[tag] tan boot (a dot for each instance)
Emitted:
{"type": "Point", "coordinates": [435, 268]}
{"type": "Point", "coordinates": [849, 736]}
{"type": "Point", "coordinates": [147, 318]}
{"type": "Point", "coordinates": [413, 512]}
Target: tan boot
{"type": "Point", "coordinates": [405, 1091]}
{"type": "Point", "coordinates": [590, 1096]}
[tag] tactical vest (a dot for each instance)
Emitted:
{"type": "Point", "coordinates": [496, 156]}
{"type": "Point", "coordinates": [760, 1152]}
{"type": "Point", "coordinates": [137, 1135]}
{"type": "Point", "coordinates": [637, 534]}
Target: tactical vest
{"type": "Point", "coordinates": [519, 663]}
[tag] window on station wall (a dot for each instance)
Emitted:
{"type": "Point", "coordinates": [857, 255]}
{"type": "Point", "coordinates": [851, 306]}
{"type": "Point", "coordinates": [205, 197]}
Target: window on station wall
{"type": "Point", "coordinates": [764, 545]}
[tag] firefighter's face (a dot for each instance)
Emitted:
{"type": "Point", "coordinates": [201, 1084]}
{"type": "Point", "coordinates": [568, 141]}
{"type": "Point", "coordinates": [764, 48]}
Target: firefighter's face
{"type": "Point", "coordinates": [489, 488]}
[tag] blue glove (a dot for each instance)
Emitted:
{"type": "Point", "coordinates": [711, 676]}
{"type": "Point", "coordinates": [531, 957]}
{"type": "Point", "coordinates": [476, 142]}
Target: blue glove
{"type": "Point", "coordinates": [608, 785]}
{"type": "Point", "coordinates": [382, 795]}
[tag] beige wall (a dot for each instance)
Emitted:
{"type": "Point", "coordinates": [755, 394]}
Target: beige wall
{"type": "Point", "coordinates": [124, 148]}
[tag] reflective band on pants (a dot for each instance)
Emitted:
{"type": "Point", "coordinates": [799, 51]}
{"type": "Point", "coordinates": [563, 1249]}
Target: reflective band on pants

Description of the task ->
Turn the lines starting with the one that contains "[tag] blue glove (a dot for each instance)" and going on through the last line into a Markdown table with columns Row and Line, leaving out blank lines.

Result ->
| Row | Line |
|---|---|
| 1 | [tag] blue glove (a dot for each instance) |
| 2 | Emitted: |
| 3 | {"type": "Point", "coordinates": [711, 676]} |
| 4 | {"type": "Point", "coordinates": [531, 957]} |
| 5 | {"type": "Point", "coordinates": [476, 142]} |
| 6 | Target: blue glove |
| 7 | {"type": "Point", "coordinates": [608, 785]} |
| 8 | {"type": "Point", "coordinates": [382, 795]} |
| 9 | [tag] beige wall (a dot for each instance) |
| 10 | Emitted: |
| 11 | {"type": "Point", "coordinates": [755, 394]} |
| 12 | Target: beige wall |
| 13 | {"type": "Point", "coordinates": [124, 148]} |
| 14 | [tag] reflective band on pants (a dot for each instance) |
| 15 | Emitted: |
| 16 | {"type": "Point", "coordinates": [799, 51]} |
| 17 | {"type": "Point", "coordinates": [563, 1249]} |
| 18 | Target: reflective band on pants |